**EXERCISE A:**
Copy the records from their start through the line containing "400 173 L 400", both ends included and requests included. Add 79 to every coordinate in the traced answers, leave the requests and format samples unchanged, and omit the pictures.

-------- EXTRACTED TEXT --------

Representing displacements

Displacements are combinations of rotations and translations, pure rotations, or pure translations. We would like to represent displacements mathematically, so that we can build algorithms that generate or interpret rigid body motions.

There are three things we want to do:

How we do each depends somewhat on how we represent rigid bodies. For now, assume the rigid body system is described as a collection of points in the plane or in space, with a 2-vector or 3-vector giving the Cartesian location of each point relative to some frame.

Translation is easy to represent: We just use a vector describing the magnitude of the components of the translation along the axes of some frame.

Transformation by a translation is then implemented by vector addition of each point in the system and the translation vector. The inverse of a translation is represented by the vector multiplied by negative one.

Rotation matrices

Rotations leave one point fixed. Since any displacement can be viewed as a rotation about some arbitrary point, combined with a translation, it follows that a rotation can be viewed as a translation, a rotation about the origin, and a translation that is the inverse of the first translation. For this reason, we will only consider rotations about the origin.

Two dimensions

Consider a rotation in two dimensions about the origin by the angle \(\theta\). We could represent this rotation just by a single number, the value of \(\theta\).

How can we then implement transformation by rotation? Probably you’ve seen a formula that looks like this:

\(x' = Rx\)

where

\(R = \left[ \begin{array}{cc} \cos \theta & -\sin \theta \\ \sin \theta & \cos \theta \end{array} \right].\)

Why should this be the right formula? Let’s try a few points. First, take the point $x^T = (1, 0) $. We multiply through and get \(x'^T = (\cos \theta, \sin \theta)\), which is geometrically what we expect. Then, take the point $x^T = (0, 1) $. Multiplication gives you \(x'^T = (-\sin \theta, \cos \theta)\), also what we expect.

--------

**EXERCISE B:**
Resume the passage on representing displacements from the point where it stops.

-------- RECORDS SUPPLIED --------

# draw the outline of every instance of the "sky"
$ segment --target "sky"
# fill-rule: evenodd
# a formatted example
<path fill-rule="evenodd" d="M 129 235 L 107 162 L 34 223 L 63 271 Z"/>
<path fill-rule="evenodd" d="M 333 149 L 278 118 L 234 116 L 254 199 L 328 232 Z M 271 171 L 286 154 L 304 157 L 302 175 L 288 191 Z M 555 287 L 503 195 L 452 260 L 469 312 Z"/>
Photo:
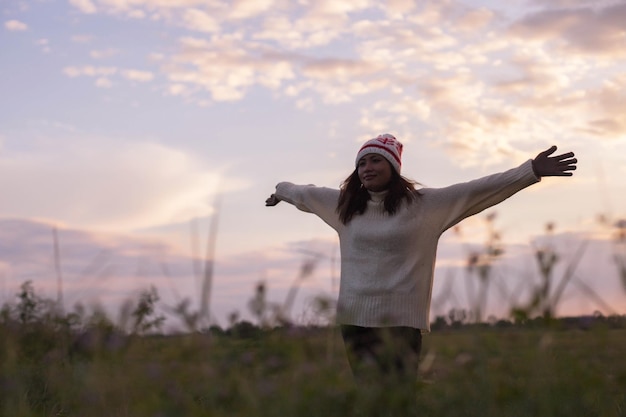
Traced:
<path fill-rule="evenodd" d="M 251 317 L 261 282 L 278 305 L 297 283 L 290 313 L 314 322 L 337 238 L 264 200 L 338 187 L 391 133 L 428 187 L 552 144 L 579 159 L 442 236 L 433 317 L 472 304 L 490 227 L 489 314 L 527 302 L 540 250 L 559 254 L 559 314 L 626 313 L 626 1 L 3 0 L 0 17 L 0 302 L 30 280 L 62 282 L 68 309 L 150 286 L 198 308 L 209 259 L 218 324 Z"/>

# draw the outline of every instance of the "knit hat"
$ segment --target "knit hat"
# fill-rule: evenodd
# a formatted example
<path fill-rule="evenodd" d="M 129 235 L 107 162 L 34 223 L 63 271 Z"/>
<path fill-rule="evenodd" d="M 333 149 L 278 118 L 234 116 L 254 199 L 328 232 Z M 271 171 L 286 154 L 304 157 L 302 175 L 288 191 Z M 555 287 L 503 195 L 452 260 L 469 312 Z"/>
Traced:
<path fill-rule="evenodd" d="M 400 173 L 400 168 L 402 167 L 402 144 L 393 135 L 385 133 L 365 142 L 359 153 L 356 154 L 355 165 L 358 166 L 359 160 L 368 153 L 377 153 L 384 156 L 396 172 Z"/>

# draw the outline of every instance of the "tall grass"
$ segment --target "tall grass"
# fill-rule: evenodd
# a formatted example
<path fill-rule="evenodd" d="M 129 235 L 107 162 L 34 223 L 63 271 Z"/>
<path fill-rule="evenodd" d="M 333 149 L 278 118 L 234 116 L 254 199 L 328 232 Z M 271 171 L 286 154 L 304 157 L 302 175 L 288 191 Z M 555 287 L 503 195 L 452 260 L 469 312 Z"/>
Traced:
<path fill-rule="evenodd" d="M 153 322 L 154 301 L 140 297 L 131 317 Z M 626 316 L 585 330 L 543 321 L 440 330 L 425 338 L 407 401 L 385 388 L 391 380 L 382 390 L 355 384 L 333 326 L 164 336 L 51 306 L 25 284 L 2 310 L 0 415 L 387 416 L 407 415 L 411 401 L 424 416 L 626 413 Z"/>
<path fill-rule="evenodd" d="M 620 224 L 614 259 L 626 286 Z M 186 300 L 168 310 L 187 325 L 169 335 L 161 333 L 166 317 L 155 288 L 126 303 L 115 322 L 99 309 L 60 309 L 26 282 L 0 311 L 0 415 L 405 416 L 416 403 L 424 416 L 626 416 L 626 316 L 553 314 L 565 286 L 577 282 L 575 260 L 557 279 L 561 253 L 535 248 L 540 280 L 519 308 L 524 320 L 477 319 L 503 250 L 493 217 L 488 225 L 484 251 L 468 261 L 480 284 L 474 311 L 451 311 L 424 338 L 410 397 L 386 377 L 375 388 L 359 386 L 336 327 L 293 324 L 291 306 L 312 260 L 282 304 L 268 301 L 264 284 L 256 287 L 248 303 L 255 323 L 232 317 L 226 329 L 204 325 L 207 290 L 197 310 Z M 210 270 L 205 265 L 205 289 Z M 316 306 L 332 314 L 329 300 Z"/>

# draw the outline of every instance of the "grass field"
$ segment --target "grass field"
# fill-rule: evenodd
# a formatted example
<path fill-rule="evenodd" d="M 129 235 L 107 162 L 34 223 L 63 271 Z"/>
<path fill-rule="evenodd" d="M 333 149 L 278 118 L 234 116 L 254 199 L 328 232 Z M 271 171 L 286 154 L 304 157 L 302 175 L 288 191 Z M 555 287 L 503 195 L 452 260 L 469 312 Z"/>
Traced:
<path fill-rule="evenodd" d="M 91 323 L 4 310 L 2 416 L 406 415 L 392 381 L 357 388 L 332 326 L 140 336 Z M 625 352 L 626 328 L 604 321 L 440 330 L 424 337 L 415 398 L 423 416 L 626 416 Z"/>

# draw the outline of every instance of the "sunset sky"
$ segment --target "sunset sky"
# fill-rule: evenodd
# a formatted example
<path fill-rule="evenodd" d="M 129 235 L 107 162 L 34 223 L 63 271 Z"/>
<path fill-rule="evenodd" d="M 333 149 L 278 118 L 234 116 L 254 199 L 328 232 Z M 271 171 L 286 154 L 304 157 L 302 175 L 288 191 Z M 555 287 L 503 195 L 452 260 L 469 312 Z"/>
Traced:
<path fill-rule="evenodd" d="M 27 280 L 56 297 L 56 228 L 66 308 L 150 285 L 197 306 L 217 213 L 215 320 L 249 317 L 258 282 L 282 303 L 313 262 L 292 311 L 311 320 L 336 296 L 336 236 L 264 200 L 279 181 L 337 187 L 391 133 L 429 187 L 552 144 L 579 159 L 444 234 L 433 317 L 468 307 L 489 213 L 506 248 L 492 314 L 528 299 L 545 245 L 557 282 L 577 265 L 560 314 L 626 313 L 624 0 L 5 0 L 0 17 L 1 303 Z"/>

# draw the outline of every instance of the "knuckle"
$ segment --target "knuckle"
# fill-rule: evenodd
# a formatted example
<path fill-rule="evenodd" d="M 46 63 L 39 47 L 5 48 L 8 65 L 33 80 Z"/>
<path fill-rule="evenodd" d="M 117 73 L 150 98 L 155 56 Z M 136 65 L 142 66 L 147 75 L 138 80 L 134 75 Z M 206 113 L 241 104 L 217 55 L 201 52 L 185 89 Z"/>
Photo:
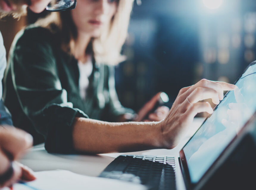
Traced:
<path fill-rule="evenodd" d="M 203 85 L 206 85 L 209 82 L 209 81 L 205 78 L 203 79 L 200 80 L 200 83 Z"/>
<path fill-rule="evenodd" d="M 180 103 L 182 101 L 182 97 L 181 96 L 179 96 L 176 99 L 177 100 L 178 103 Z"/>
<path fill-rule="evenodd" d="M 183 94 L 185 91 L 186 88 L 185 88 L 185 87 L 182 88 L 180 90 L 179 90 L 179 94 Z"/>
<path fill-rule="evenodd" d="M 204 88 L 202 87 L 197 87 L 195 89 L 195 92 L 197 94 L 201 94 L 204 91 Z"/>

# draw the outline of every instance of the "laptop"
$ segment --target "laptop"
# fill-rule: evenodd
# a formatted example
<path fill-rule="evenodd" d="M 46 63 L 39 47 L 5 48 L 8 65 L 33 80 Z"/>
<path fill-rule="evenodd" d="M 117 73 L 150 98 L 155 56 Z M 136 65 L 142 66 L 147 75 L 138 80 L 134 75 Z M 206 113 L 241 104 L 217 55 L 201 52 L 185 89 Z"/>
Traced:
<path fill-rule="evenodd" d="M 143 184 L 150 189 L 249 186 L 251 180 L 256 181 L 250 178 L 256 177 L 256 61 L 235 84 L 238 88 L 226 94 L 179 157 L 121 155 L 99 177 Z"/>

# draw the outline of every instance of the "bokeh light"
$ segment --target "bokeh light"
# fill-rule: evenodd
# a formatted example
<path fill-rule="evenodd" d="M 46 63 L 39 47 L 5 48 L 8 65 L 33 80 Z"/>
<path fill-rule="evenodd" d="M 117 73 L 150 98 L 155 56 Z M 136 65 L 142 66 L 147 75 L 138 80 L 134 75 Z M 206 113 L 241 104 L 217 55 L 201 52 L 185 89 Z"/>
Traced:
<path fill-rule="evenodd" d="M 223 0 L 203 0 L 205 7 L 210 9 L 215 9 L 220 7 L 222 4 Z"/>

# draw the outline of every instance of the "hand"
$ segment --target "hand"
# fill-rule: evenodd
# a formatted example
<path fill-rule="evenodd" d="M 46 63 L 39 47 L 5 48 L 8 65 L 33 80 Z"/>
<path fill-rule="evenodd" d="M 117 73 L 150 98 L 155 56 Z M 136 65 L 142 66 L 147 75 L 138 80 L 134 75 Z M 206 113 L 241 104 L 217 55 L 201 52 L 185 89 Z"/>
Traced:
<path fill-rule="evenodd" d="M 157 103 L 161 93 L 161 92 L 158 92 L 142 107 L 138 112 L 135 121 L 159 121 L 165 118 L 170 109 L 166 106 L 161 106 L 154 113 L 149 113 L 147 118 L 145 118 Z"/>
<path fill-rule="evenodd" d="M 178 144 L 183 135 L 198 113 L 212 113 L 208 102 L 198 102 L 208 99 L 218 104 L 223 99 L 224 91 L 233 90 L 234 85 L 202 79 L 195 85 L 182 88 L 165 119 L 160 122 L 162 144 L 172 148 Z"/>
<path fill-rule="evenodd" d="M 35 179 L 32 170 L 14 161 L 20 158 L 32 144 L 30 134 L 14 127 L 4 127 L 0 130 L 0 177 L 10 168 L 12 163 L 13 172 L 10 177 L 0 184 L 0 188 L 9 186 L 21 180 L 31 181 Z"/>

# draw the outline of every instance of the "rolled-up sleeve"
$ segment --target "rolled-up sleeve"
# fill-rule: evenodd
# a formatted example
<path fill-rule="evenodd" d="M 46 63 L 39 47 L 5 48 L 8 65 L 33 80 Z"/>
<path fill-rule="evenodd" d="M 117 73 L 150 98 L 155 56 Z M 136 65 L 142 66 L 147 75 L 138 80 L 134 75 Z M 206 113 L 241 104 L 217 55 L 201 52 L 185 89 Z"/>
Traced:
<path fill-rule="evenodd" d="M 41 36 L 42 30 L 45 31 Z M 23 111 L 44 136 L 46 150 L 72 153 L 74 119 L 88 116 L 68 101 L 58 76 L 54 39 L 47 32 L 42 28 L 25 31 L 13 45 L 10 61 L 13 82 Z"/>

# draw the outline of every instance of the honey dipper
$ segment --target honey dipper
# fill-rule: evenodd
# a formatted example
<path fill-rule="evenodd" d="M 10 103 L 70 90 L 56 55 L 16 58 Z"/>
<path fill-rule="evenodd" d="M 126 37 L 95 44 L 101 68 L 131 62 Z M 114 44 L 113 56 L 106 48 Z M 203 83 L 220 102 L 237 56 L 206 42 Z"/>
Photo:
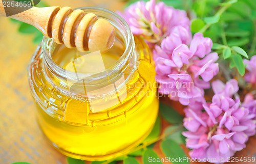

--------

**EXPECTED ANSWER A:**
# draw the outline of every instance of the "sky"
$ segment --target "sky"
# fill-rule: evenodd
# a formatted example
<path fill-rule="evenodd" d="M 129 235 L 107 162 L 34 223 L 63 271 Z"/>
<path fill-rule="evenodd" d="M 333 149 L 278 118 L 234 116 L 254 199 L 328 232 Z M 271 171 L 286 154 L 304 157 L 302 175 L 288 191 Z M 555 287 L 503 195 L 452 260 L 469 312 Z"/>
Photo:
Traced:
<path fill-rule="evenodd" d="M 330 396 L 340 361 L 357 384 L 376 362 L 369 392 L 393 401 L 416 317 L 343 279 L 417 266 L 470 212 L 507 266 L 631 223 L 658 238 L 521 315 L 512 396 L 551 383 L 569 306 L 568 393 L 606 381 L 619 329 L 638 333 L 638 393 L 705 392 L 705 80 L 82 79 L 79 96 L 79 381 L 109 359 L 141 361 L 147 388 L 229 365 L 277 387 L 288 338 L 297 403 Z"/>

# draw the outline of every instance of the "knit hat"
$ segment --target "knit hat"
# fill-rule: evenodd
# a formatted example
<path fill-rule="evenodd" d="M 129 235 L 107 162 L 34 223 L 63 271 Z"/>
<path fill-rule="evenodd" d="M 333 149 L 278 118 L 234 116 L 254 199 L 328 232 Z M 271 171 L 286 154 L 304 157 L 302 175 L 288 191 Z M 555 287 L 503 195 L 452 260 L 469 312 Z"/>
Traced:
<path fill-rule="evenodd" d="M 479 252 L 479 247 L 481 246 L 481 223 L 472 214 L 464 212 L 444 221 L 438 232 L 435 233 L 434 244 L 437 245 L 438 239 L 447 232 L 456 232 L 463 235 L 475 251 Z"/>

**EXPECTED ANSWER B:**
This is for me the easiest way to remember the correct elements in a rotation matrix – otherwise I get very confused about which signs, sines, and cosines go where.

This interpretation of the rotation matrix (the columns are the coordinates of the transformed world frame) also lets us see a few important properties of rotation matrices:

  1. The columns are of unit length (take the dot product of a column with itself. It’s one.)
  2. The columns are orthogonal (take the dot product of two columns. It’s zero.)
  3. The determinant is 1.

There is a geometric interpretation of the determinant of a matrix – it describes how much the matrix “stretches” points away from each other. We won’t go into the details, but a rotation preserves areas and volumes of rigid bodies (not surprising!), and thus has determinant one. There is another type of matrix that has orthogonal columns of unit length but determinant -1 – these are called reflections.

The set of all possible 2D rotation matrices has a name: the “special orthogonal group 2”, abbreviated SO(2). The “special” means determinant 1 (not -1), and the orthogonal means the columns are orthogonal. You just have to remember that these matrices also have columns of unit length.

I claim that if properties 1, 2, and 3 above hold, then the matrix represents a rotation. Specifically, for any two points x and y,

  1. One point is left fixed (the origin)
  2. ||Rx - Ry|| = ||x - y|| (it’s a displacement)
  3. (We should also prove that it is not a reflection, but we will skip this part.)

Result a) is easy to show. Multiply R by a vector of zeros. You get a vector of zeros.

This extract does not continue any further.